DESCRIPTION OF THE TASK
Where a picture appears, skip it and copy everything else in the listing exactly.

[[ PROVIDED ENTRIES open ]]

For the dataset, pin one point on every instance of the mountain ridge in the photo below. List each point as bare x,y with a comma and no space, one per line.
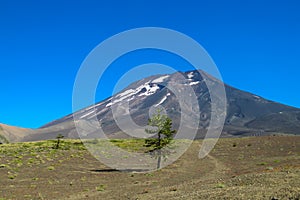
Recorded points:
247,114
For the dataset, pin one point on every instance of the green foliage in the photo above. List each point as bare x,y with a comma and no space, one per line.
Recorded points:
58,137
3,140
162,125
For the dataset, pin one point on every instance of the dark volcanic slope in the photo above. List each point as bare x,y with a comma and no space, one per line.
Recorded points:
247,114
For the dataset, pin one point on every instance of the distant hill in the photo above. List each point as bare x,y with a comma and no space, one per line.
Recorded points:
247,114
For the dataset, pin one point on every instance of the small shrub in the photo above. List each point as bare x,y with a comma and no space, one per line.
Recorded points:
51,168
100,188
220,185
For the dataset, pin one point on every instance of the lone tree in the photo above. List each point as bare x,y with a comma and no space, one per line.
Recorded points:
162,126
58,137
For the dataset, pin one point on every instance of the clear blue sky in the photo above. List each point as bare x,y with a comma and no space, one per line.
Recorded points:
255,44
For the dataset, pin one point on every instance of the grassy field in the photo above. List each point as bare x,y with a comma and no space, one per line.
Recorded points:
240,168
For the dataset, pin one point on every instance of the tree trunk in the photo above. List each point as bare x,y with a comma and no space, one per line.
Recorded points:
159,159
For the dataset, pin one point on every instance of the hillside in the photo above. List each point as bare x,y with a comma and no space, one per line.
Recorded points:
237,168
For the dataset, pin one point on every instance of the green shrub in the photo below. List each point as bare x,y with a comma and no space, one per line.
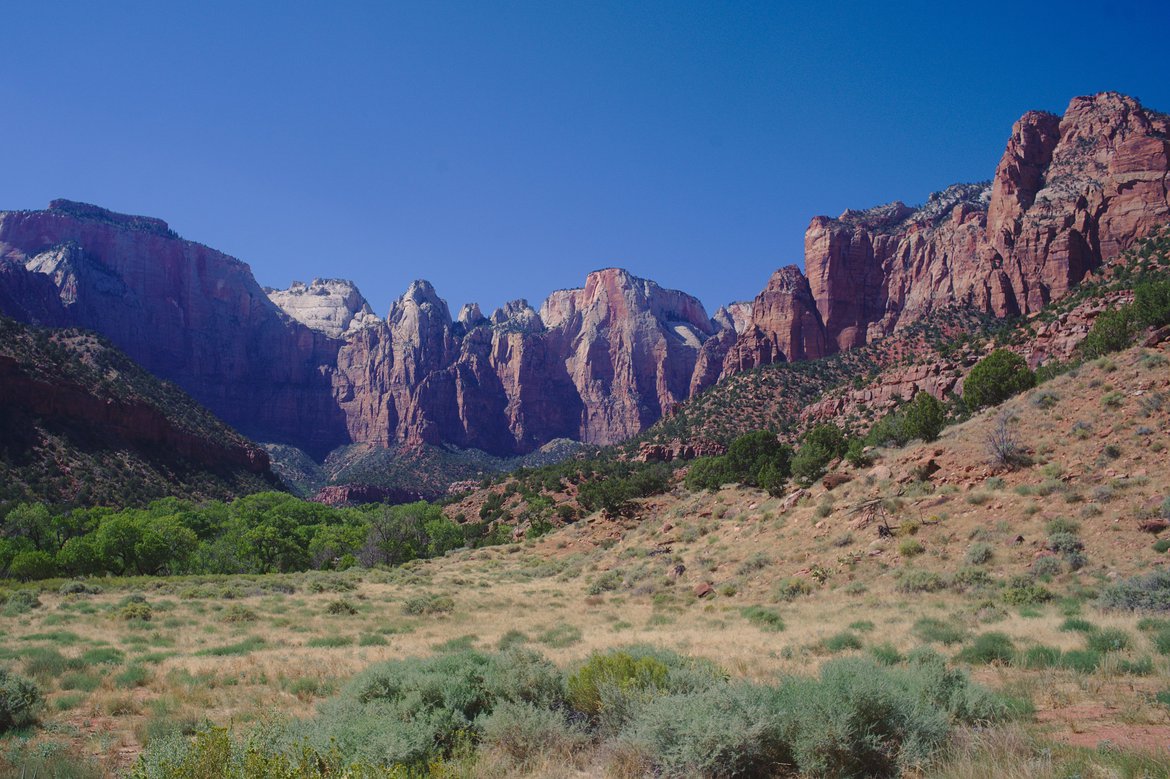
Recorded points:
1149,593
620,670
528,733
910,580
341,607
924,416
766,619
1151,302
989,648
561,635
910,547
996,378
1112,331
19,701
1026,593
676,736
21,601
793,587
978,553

[[ PROVIDED ENTRIES closed ]]

WRITTEN RESPONSE
For the dataset, pin one point on every instance of the mountain ridge in the photo below. List each point as bare x,y with a comma and no space, one per line.
Recorded points:
247,114
For the dataset, pin one point on every instance of the green foliage in the photo above. List each point as bare x,y with a comma and no space, one per line.
Recorded points:
58,137
3,140
162,125
For the dataset, pin one point on every instance of the dark volcanic slope in the photo above. List each point as bare x,y with a comma and no space, one per line.
Recorded points:
247,114
For the dataset, pin one point on every instance of the distant hill in the photo above. List each point as bare x,y with a comma and no space, one per line.
Recorded points:
247,114
For the dataset, pin one point on every instance of the small shrub in the photo above. List each point as bare x,y with a comma and no space, one per line.
Recorded points:
51,168
100,188
220,185
For the dataset, pin one point on every instance of the lone tree in the photo above. List each point as bare x,y with a comma and no space, one per line.
Recorded points:
162,126
58,137
For the dataset, pin one point on every instance of the clear blue sky in the photo above. List each point as bare x,y with a comma and no space, one per line.
Recorded points:
255,44
For the dataset, pin one point on every instance of the grassy field in the photo above. List each point as bare x,y with a comma and no space, one per line.
Recorded points:
240,168
For the dataset, pin one point on every instance of the tree trunk in the photo above. List each point as bare x,y with a comma and no space, one per line.
Recorded points:
159,159
For the dataset, pin one point on every instance of the hillside in the photo above. List each point as bare x,y with a comma and no space, one per line.
Recorded points:
237,168
For the dataset, pin one point on every instance of the green shrub in the photo below. List each point as bare x,y with a comma and no space, one per line.
Recorded points:
1149,593
620,670
528,733
910,580
341,607
924,416
766,619
1151,302
989,648
561,635
910,547
996,378
1112,331
19,701
1026,593
676,736
21,601
793,587
978,553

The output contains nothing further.